(The problem):
Retype every line of the data below with no changes at all.
──────── Dataset content
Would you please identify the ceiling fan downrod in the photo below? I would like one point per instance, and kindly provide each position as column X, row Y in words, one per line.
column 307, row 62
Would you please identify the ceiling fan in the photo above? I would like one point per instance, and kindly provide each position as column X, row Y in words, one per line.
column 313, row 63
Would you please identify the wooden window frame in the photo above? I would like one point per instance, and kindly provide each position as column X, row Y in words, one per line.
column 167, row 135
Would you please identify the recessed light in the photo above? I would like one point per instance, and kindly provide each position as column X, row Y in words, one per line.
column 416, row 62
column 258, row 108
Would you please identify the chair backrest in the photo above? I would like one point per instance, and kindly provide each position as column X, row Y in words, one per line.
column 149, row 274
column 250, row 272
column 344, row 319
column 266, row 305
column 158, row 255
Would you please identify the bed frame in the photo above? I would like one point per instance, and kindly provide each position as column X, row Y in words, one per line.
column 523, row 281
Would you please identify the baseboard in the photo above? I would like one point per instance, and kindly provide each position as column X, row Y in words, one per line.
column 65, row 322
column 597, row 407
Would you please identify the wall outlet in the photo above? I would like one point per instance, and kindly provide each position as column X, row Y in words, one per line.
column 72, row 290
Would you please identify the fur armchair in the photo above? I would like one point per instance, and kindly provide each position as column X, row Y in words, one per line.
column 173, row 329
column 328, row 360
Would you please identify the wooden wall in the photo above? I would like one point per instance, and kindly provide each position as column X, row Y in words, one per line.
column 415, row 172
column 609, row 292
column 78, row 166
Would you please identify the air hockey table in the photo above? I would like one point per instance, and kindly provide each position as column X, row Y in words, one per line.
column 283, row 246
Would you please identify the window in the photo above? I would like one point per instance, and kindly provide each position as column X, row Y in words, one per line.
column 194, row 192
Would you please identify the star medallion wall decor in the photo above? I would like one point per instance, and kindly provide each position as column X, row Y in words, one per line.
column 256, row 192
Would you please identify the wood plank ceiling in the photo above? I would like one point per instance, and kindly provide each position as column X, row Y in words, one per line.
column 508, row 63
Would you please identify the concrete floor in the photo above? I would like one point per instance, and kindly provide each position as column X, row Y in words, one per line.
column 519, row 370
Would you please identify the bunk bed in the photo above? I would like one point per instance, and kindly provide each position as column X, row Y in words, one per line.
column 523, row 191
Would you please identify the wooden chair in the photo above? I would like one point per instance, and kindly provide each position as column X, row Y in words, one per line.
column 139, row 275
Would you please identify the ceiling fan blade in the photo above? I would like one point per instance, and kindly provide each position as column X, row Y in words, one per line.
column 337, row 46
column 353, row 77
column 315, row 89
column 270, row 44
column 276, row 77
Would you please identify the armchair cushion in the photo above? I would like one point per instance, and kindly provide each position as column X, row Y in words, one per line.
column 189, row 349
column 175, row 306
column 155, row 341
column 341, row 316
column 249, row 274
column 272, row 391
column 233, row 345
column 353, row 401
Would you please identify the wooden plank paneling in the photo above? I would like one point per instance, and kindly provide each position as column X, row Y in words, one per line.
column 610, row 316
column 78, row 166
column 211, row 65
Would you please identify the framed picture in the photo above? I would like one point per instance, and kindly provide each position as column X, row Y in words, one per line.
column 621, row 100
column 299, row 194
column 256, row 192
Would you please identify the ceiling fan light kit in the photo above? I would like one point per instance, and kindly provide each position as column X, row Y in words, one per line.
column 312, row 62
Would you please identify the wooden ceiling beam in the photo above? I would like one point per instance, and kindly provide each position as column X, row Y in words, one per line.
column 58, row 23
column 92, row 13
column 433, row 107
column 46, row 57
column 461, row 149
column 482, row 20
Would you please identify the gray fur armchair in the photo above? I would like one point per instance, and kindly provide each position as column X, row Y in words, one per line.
────────────────
(Response):
Would you please identify the ceiling fan downrod in the photo below? I would like one point per instance, and kindly provide each position as column X, row Y in words, one per line.
column 307, row 62
Would you please identify the ceiling fan in the photo above? I would like one point per instance, and kindly provide each position as column X, row Y in words, one per line.
column 313, row 63
Would you please identify the wooden window frame in the photo above? I would like one point per instance, and kindly provide each position as column X, row Y in words, one per line.
column 167, row 135
Would you please identify the recessed light in the photo above? I would like one point per instance, and kindly provide each position as column X, row Y in words, one per line.
column 416, row 62
column 258, row 108
Would you please identify the chair backrest in the photo above? I would like one point per instance, and kindly provide each position as column X, row Y in words, one per line.
column 149, row 274
column 250, row 272
column 344, row 319
column 266, row 305
column 158, row 255
Would you please identify the bed frame in the photo above? I would like one point per instance, and kindly provide each position as column X, row Y in words, one per line.
column 523, row 281
Would you please identify the baseboard in the photo above? I would like one point per instance, and kindly provide each position as column X, row Y in words, one per line.
column 65, row 322
column 597, row 407
Would you please identify the wall outlet in the photo above? I would like one point per instance, and kindly provide each position as column X, row Y in words, one per line.
column 72, row 290
Would you please identify the fur armchair in the photo above? I would like one point per instance, and kindly provide each position as column X, row Y in words, one per line.
column 173, row 329
column 328, row 360
Would you please identify the wooden wall in the photo above? I would like one point per instance, and kindly provide each position as column X, row Y in words, one per line.
column 415, row 172
column 609, row 292
column 78, row 166
Would you please identify the air hockey table in the photo above? I would like one point per instance, and kindly provide each position as column X, row Y in words, one per line.
column 283, row 246
Would you please identify the window in the photo above? I would like one point per instance, and kindly provide each position as column X, row Y in words, one per line.
column 194, row 192
Would you please identify the star medallion wall decor in the photo above? I would like one point per instance, and kindly provide each position as column X, row Y in words, one per line.
column 256, row 192
Would you please identify the wood plank ceiling in the photo above? I would like one point per instance, and kindly provide each position as column X, row Y in words, one per line.
column 508, row 63
Would you please identify the concrete floor in the photo above? I would like one point per instance, and kindly provide each position as column X, row Y in words, one per line.
column 519, row 370
Would you please identify the bunk bed in the photo above? I would like one point per instance, and kindly provide each position as column X, row Y in words, one per line.
column 523, row 191
Would you please identify the wooden chair in the photo above? I would like one point per instance, and kindly provide each position as column X, row Y in words, one per line.
column 139, row 275
Would you please identify the ceiling fan blade in the photo above? I would like one point per instance, and kindly provide each position as column X, row Y in words, one per line.
column 337, row 46
column 353, row 77
column 315, row 89
column 270, row 44
column 276, row 77
Would you please identify the armchair cushion in the photo above? I would like one point per instance, and kindly provide each position as column X, row Y in words, one per line.
column 189, row 349
column 175, row 306
column 155, row 341
column 341, row 316
column 249, row 274
column 272, row 391
column 233, row 345
column 353, row 401
Would you please identify the wooden plank paneling in the photo above? I would like one point per instance, and kindly provide each position as column X, row Y in words, one per line.
column 610, row 316
column 78, row 166
column 211, row 65
Would you please identify the framed picture in the photo above? I would like one point per instance, and kindly provide each position as column X, row Y in words, one per line.
column 621, row 100
column 299, row 194
column 256, row 192
Would you please identify the ceiling fan light kit in the photo above? I would like one point per instance, and kindly provide each position as column X, row Y in words, one per line.
column 312, row 62
Would you please identify the wooden ceiling beam in the photo above? I would like one point per instance, and kindly provide each position as column X, row Y in words, one per line.
column 58, row 23
column 92, row 13
column 433, row 107
column 46, row 57
column 461, row 149
column 482, row 20
Would you please identify the gray fur armchair in the photo above? I would like one point per instance, and kindly provide each position as column X, row Y in words, one per line.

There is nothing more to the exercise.